• **Records provided**:
================================
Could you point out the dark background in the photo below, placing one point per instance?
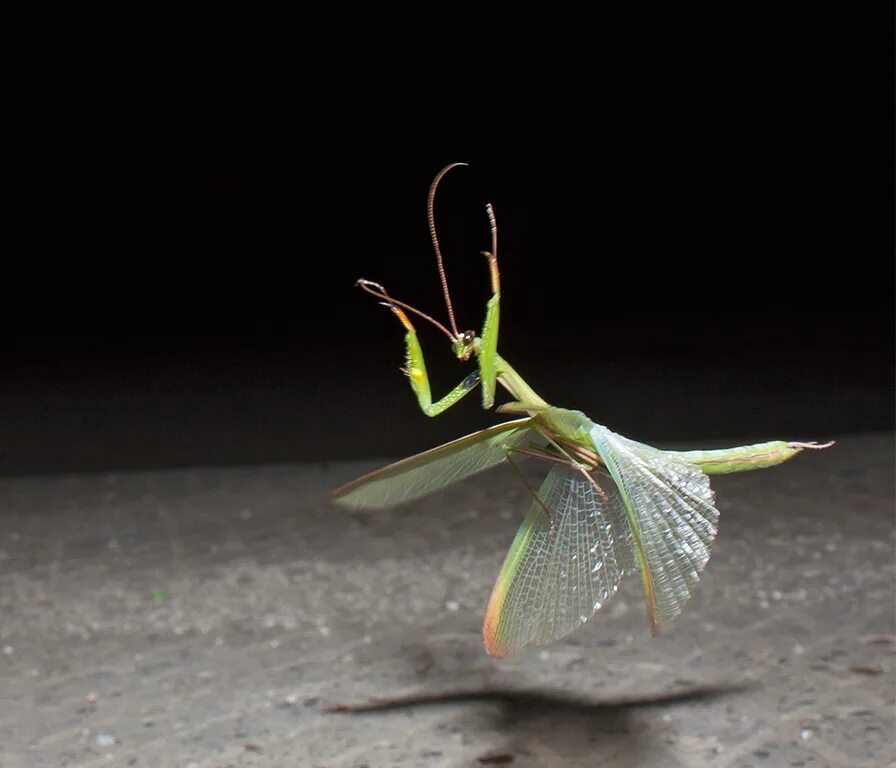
(696, 215)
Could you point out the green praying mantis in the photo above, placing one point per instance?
(608, 505)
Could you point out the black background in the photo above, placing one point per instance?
(696, 214)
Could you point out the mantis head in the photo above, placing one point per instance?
(464, 345)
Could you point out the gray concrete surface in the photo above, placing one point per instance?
(210, 618)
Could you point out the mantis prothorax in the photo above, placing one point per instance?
(608, 506)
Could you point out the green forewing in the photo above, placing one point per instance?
(560, 569)
(432, 470)
(669, 504)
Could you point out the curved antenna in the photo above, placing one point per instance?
(430, 201)
(493, 224)
(375, 289)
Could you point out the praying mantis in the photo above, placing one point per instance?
(607, 507)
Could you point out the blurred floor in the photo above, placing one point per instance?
(209, 617)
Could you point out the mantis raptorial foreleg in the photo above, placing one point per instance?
(488, 352)
(416, 372)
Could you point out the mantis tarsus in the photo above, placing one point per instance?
(608, 506)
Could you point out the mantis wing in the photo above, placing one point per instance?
(432, 470)
(669, 506)
(560, 569)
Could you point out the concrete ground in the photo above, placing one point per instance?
(215, 617)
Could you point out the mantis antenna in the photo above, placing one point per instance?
(435, 242)
(375, 289)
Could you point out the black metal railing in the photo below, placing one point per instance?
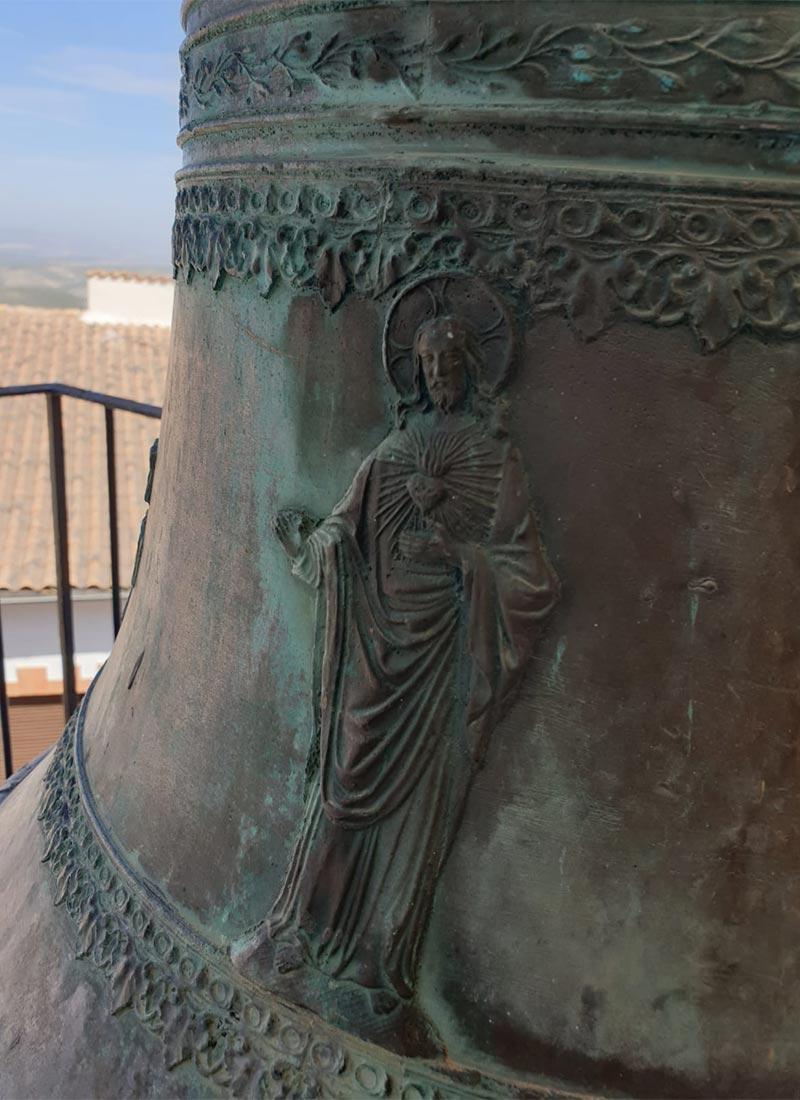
(53, 393)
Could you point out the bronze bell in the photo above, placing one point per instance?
(449, 747)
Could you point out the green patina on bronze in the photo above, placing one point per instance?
(470, 297)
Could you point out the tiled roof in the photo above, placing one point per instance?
(40, 345)
(129, 276)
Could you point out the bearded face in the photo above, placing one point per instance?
(442, 355)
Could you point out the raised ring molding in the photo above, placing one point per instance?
(184, 990)
(722, 265)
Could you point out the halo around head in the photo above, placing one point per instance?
(462, 296)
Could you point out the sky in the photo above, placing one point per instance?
(88, 119)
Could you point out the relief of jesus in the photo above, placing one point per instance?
(434, 587)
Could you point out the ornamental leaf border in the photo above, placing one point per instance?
(721, 265)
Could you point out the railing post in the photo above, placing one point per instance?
(112, 519)
(4, 723)
(61, 535)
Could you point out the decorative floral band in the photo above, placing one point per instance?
(184, 990)
(722, 265)
(409, 57)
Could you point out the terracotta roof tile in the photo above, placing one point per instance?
(129, 276)
(123, 360)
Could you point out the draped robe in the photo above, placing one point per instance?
(417, 658)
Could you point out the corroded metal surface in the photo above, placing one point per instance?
(508, 803)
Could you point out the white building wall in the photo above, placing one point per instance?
(30, 625)
(120, 300)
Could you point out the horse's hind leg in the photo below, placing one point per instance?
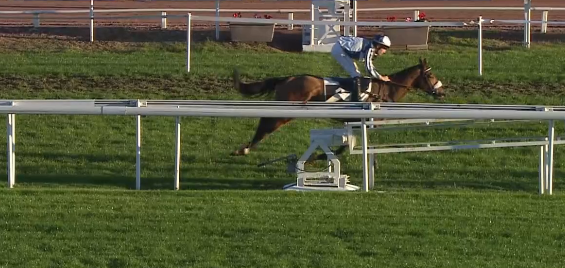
(266, 127)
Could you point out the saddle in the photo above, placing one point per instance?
(341, 88)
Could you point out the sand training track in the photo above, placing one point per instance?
(75, 26)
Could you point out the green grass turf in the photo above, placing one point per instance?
(475, 208)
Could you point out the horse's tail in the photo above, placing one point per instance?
(256, 88)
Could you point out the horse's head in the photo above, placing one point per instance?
(428, 82)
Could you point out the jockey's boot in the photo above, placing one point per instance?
(356, 89)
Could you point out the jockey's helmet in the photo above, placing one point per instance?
(382, 40)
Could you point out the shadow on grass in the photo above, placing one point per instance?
(493, 40)
(518, 181)
(148, 183)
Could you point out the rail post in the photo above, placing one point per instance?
(188, 40)
(290, 26)
(163, 19)
(91, 20)
(36, 20)
(480, 41)
(527, 24)
(544, 21)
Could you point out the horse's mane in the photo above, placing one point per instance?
(401, 72)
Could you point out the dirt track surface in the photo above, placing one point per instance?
(434, 15)
(75, 26)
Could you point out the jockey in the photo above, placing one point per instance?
(349, 48)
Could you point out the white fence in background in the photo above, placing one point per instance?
(362, 111)
(162, 15)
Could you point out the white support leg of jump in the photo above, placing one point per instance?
(527, 24)
(541, 170)
(313, 18)
(544, 21)
(480, 52)
(217, 22)
(354, 17)
(138, 150)
(11, 139)
(365, 160)
(549, 158)
(177, 153)
(330, 180)
(188, 40)
(372, 159)
(163, 19)
(91, 20)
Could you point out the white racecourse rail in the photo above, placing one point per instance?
(363, 111)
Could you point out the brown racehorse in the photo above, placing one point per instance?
(311, 88)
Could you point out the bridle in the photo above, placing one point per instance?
(431, 88)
================================
• **Goal**:
Rewrite all the records with "placing one point per instance" replaced by "using one point for each instance" and everything else unchanged. Leave the pictures out.

• **Full response**:
Could you point out the dark background in the photo below, using one point for each instance?
(696, 215)
Could you point out the green praying mantis in the photo above, using one point for each instance?
(608, 505)
Could you point out the black background in the photo above, using one point for each instance?
(696, 214)
Could you point out the mantis head in the photo above, using one point for each instance?
(464, 345)
Could you point out the gray concrete surface in the photo above, using one point for each instance?
(210, 618)
Could you point out the mantis prothorax in the photo above, using one point for each instance?
(608, 506)
Could you point out the green forewing in the photo above, using one point for each instance?
(560, 569)
(432, 470)
(669, 504)
Could you point out the curved antenna in the photo above, using one point for each instance?
(430, 201)
(493, 224)
(375, 289)
Could you point out the praying mantis in the photo above, using one point for each instance?
(607, 507)
Could you point out the blurred floor in the photo above, using one point for each instance?
(209, 617)
Could you point out the mantis raptorial foreleg in the photo above, using one point for each instance?
(488, 352)
(416, 372)
Could you point out the mantis tarsus in the photo above, using one point for each instance?
(608, 506)
Could you point out the mantis wing in the photo above, using one point for each instance?
(432, 470)
(669, 506)
(560, 569)
Could you point out the concrete ground in the photo above, using one point for each instance?
(215, 617)
Could you point out the mantis antenna in the photo above, using one point for each instance?
(435, 242)
(375, 289)
Could you point out the black metal railing in the photo below, using one point for each instance?
(53, 393)
Could you point out the bronze bell in the photo above, using one point for each instance?
(449, 747)
Could you point out the green patina on bronze in the photo above, using one point for each instance?
(470, 297)
Could you point out the tiled roof in the photo above, using one point for each instance?
(40, 345)
(129, 276)
Could you point out the bearded face in the photo above, using one point for each instance?
(442, 355)
Could you point out the raised ring molding in the photo above, using one point for each instance?
(184, 990)
(722, 265)
Could you point out the halo around head in the photo above, using one point for each instance?
(462, 296)
Could you point out the sky in the photo above, using one point for each instance?
(88, 119)
Could you point out the relief of jesus in the photo above, using one point for each instance?
(434, 587)
Could you point out the ornamental leaf border in the photo above, using one point for each instance?
(721, 265)
Could you point out the railing post in the photo above, using one point for each instance?
(112, 519)
(4, 723)
(61, 535)
Could you point out the decorative floral band in the photo above, using one point for each instance?
(184, 990)
(722, 265)
(409, 57)
Could you point out the terracotta roof tile in the photo above, using one point for each instance?
(129, 276)
(123, 360)
Could you point out the draped robe in the photo above, using one point for each instance?
(417, 658)
Could you point out the corroded metal surface in the photo above, using one point for each instance?
(508, 803)
Could you point out the white building wall in the photo above, using one point for each instance?
(30, 625)
(120, 300)
Could you point out the horse's hind leg in the photo below, using one point for each instance?
(266, 127)
Could you point out the saddle in the photo above, using one point for each instance?
(341, 88)
Could you point out the sand training track in the photo above, using one point for each instance?
(75, 26)
Could you point out the green grass turf in the photo above, using one point for each instance?
(475, 208)
Could you point out the horse's tail in the photo above, using one point for each instance?
(256, 88)
Could you point out the horse's head in the photo above, using one point for each instance?
(428, 82)
Could you point out the jockey's boot in the photo above, using one point for each instance?
(356, 89)
Could you point out the jockey's helmet in the photo above, using one point for each instance?
(382, 40)
Could you point out the shadow on grass in the photo above, using one point for each instance?
(493, 40)
(518, 181)
(148, 183)
Could you point out the rail post in the photo above, using one point for each instance?
(188, 40)
(290, 26)
(163, 19)
(91, 20)
(36, 20)
(480, 41)
(527, 24)
(544, 21)
Could you point out the horse's mane in the photo above, using one point for each instance?
(401, 72)
Could you point out the dirt track surface in the photo above, using one point for each instance?
(434, 15)
(75, 26)
Could you point out the jockey in the photo above, using one point for each instance?
(349, 48)
Could you point out the white fence in background in the photo above, using one point for each instance?
(362, 111)
(162, 15)
Could you point out the white support leg of jump in the photo above, using one point for each instance?
(527, 24)
(541, 170)
(313, 18)
(544, 21)
(480, 52)
(217, 22)
(354, 17)
(138, 150)
(11, 139)
(365, 160)
(549, 158)
(177, 153)
(330, 180)
(188, 40)
(372, 159)
(163, 19)
(91, 20)
Could you point out the white racecourse rail in the photo above, using one point for each instance?
(363, 111)
Could you point out the brown racehorse in the photo above, using one point for each instance?
(311, 88)
Could you point out the bridle in the photo above, using one point for each instance?
(431, 88)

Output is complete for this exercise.